● **Task requirements**:
1 > Translate this sentence from the biography of Emil Schram into Spanish: "In 1933, Schram joined the Reconstruction Finance Corporation."
2 > Continue the biography of Emil Schram from the point where it stops.

● **Text segment**:
■ ■ ■ ■

- Emil Schramm (1939)

President of the New York Stock Exchange
- In office 1941–1951
- Preceded by: William McChesney Martin
- Succeeded by: G. Keith Funston

Personal details
- Born: November 23, 1893 Peru, Indiana, U.S.
- Died: September 18, 1987 (aged 93) Peru, Indiana, U.S.
- Spouse(s): Mabel Miller Margaret Beauchamp.

= Emil Schram =

American businessman (1893–1987)

Emil Schram (November 23, 1893 - September 18, 1987) was the president of the New York Stock Exchange from 1941 to 1951. In the wake of the Great Depression, Schram helped restore confidence in investment and stocks. Before his appointment, Schram did not own any stocks and had never been a Wall Street trader, making him the first outsider to become president of the exchange in 155 years.

==Early life==
Schram was born in Peru, Indiana, where he attended local schools through high-school. He was accepted into Harvard and Wharton, but couldn't afford tuition. Instead, he went to work in a timber and coal company with local offices. At age 21 he proved himself to be an effective farm manager, making investment decisions that dramatically increased the output of a local farm under the firms control.,

==Career==
Schram's early success in farm management led him accept a position as chairman of the National Drainage Association, an agricultural trade group. While working for the Association, Schram applied for loans with the Reconstruction Finance Corporation which was a Depression/New Deal era government corporation tasked with making loans to infrastructure projects and businesses and helping banks resume normal operations.

In 1933, Schram joined the Reconstruction Finance Corporation. In 1939 he became the chairman of the Board of Directors of the RFC. His chairmanship was short lived, however, because less than two years later he was offered the position that would define his career.

■ ■ ■ ■

● **Data shown**:
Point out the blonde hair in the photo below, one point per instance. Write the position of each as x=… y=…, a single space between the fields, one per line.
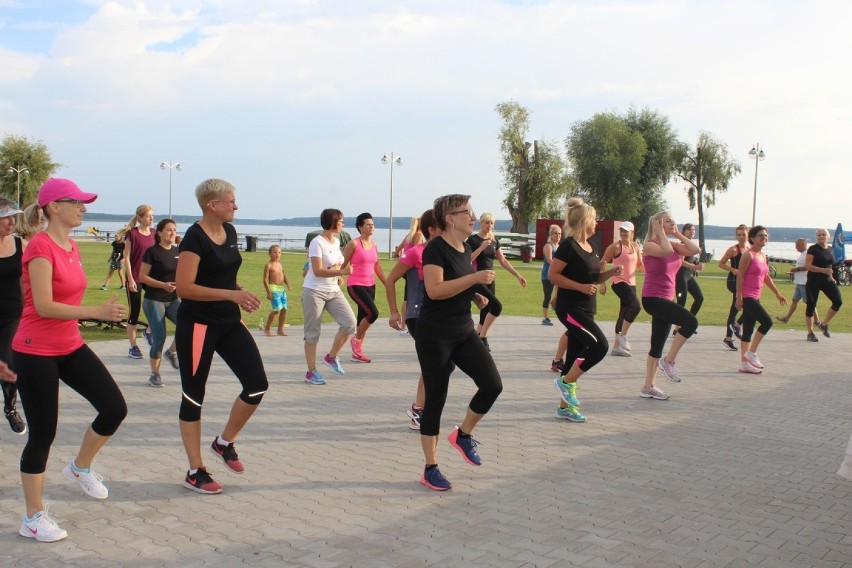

■ ■ ■ ■

● **Task-by-task results**:
1 > En 1933, Schram ingresó en la Reconstruction Finance Corporation.

2 >
In 1941 the New York Stock Exchange was still feeling the effects of the Great Depression. Trade volume was very low, seats were sold cheaper than in previous decades, and the exchange had been the target of political attacks. A selection committee was formed to find a new president, and they selected Schram. Before his appointment, Schram did not own any stocks and had never been a Wall Street trader, making him the first outsider to become president of the exchange in 155 years.

Schram reformed the management structure of the Exchange, removing many of the traditional committees in favor of a top-town approach. He spent $500,000 per year on nationwide advertising programs encouraging the public to hold on to war bonds in an effort to keep small-time investors out of the market. Under Schram's leadership, the NYSE recovered, and public confidence was restored.

===Later career===
In 1951, at age 58, Schram retired from the Exchange and returned home to Peru, Indiana. Schram was succeeded by G. Keith Funston.
In his later life he remained active in civic organizations including the local council of the Boy Scouts of America and the U.S.O.

==Personal life==
Emil Schram's first wife was Mabel Miller, with whom he had three sons, Robert Schram, Daniel Schram, and James Schram. Mabel died in 1969, and Schram later married Margaret Beauchamp.

Schram died in 1987 in Peru, Indiana.

==Honors==

In 1968, Emil Schram was awarded an honorary doctorate from Indiana University, Bloomington.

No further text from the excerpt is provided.